> **TASK LIST**:
(a) Rewrite the stock market commentary, beginning at the words "The stock markets" and stopping after "easy, believe me.", with "Jerome" replaced by "Jay".
(b) Continue the stock market commentary from the point where it ends.

> **SELECTED PASSAGE**:

>>>

The stock markets are coming out of yet another curious session, one of those where the signals seem clear enough but end up with a result that makes no sense. Let me remind you that the basic financier, let's call him Bill. He doesn't give a damn about what's going on around him as long as the price of money is falling. Bill has put the Fed’s interest rate cuts at the top of his wishlist. It needs a few ingredients like a worsening economic situation, the kind that would force a central banker, let's call him Jerome, to lower rates even if Jerome is a little afraid of inflation getting out of hand. I try to tell the same story in a different way every day, to avoid fatigue, but it's not easy, believe me.

In short, Jerome and Bill could have found common cause yesterday, when the latest US activity data (ISM) showed that the economy was slowing down, confirming the statistics published in recent days. That's right, because a slowdown would prompt the Fed to lower rates to avoid an economic crash. Moreover, bond markets correctly interpreted the data: yields plunged, a sign that this market anticipates a lower-than-expected rate environment down the road.

<<<

> **RAW DATA**:
>>>

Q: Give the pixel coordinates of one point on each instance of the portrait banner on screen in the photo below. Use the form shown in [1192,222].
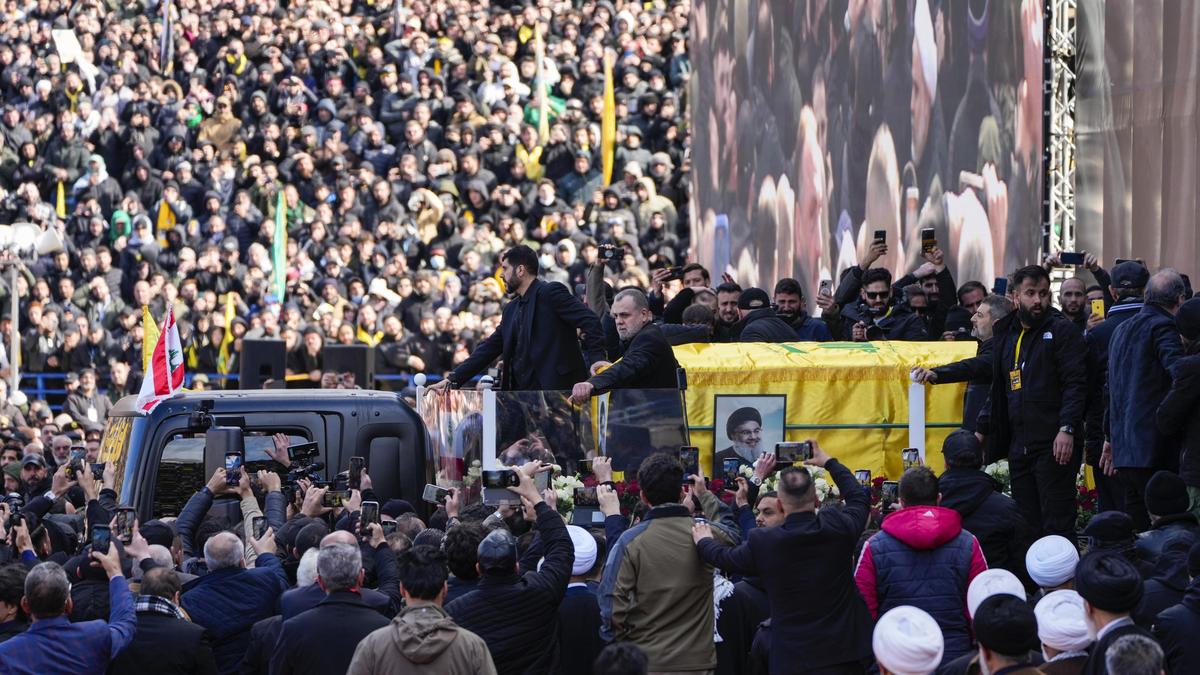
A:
[817,124]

<<<

> **SOLVED TASKS**:
(a)
The stock markets are coming out of yet another curious session, one of those where the signals seem clear enough but end up with a result that makes no sense. Let me remind you that the basic financier, let's call him Bill. He doesn't give a damn about what's going on around him as long as the price of money is falling. Bill has put the Fed’s interest rate cuts at the top of his wishlist. It needs a few ingredients like a worsening economic situation, the kind that would force a central banker, let's call him Jay, to lower rates even if Jay is a little afraid of inflation getting out of hand. I try to tell the same story in a different way every day, to avoid fatigue, but it's not easy, believe me.

(b)
The catch is that Bill didn't send equities higher. The S&P500 did rise by 0.11% at the bell yesterday, but this was due to a late-day surge and the rise of Nvidia, which gained 4.9% on a new closing high of 1150 dollars. The company is so fashionable that it is now only 5.3% behind Apple and 8.7% behind Microsoft to become the world's leading capitalization. That still seems a long way off, except when a stock worth almost 3,000 billion dollars is capable of making +4%. The S&P500 gained 0.11%, but the equally-weighted S&P500 fell by 0.57%. This means that the large caps, mainly Nvidia and Meta, pulled the market along while the rest of the market suffered. Given the improved outlook for rate cuts, we would have expected the market to rally more broadly. Not so.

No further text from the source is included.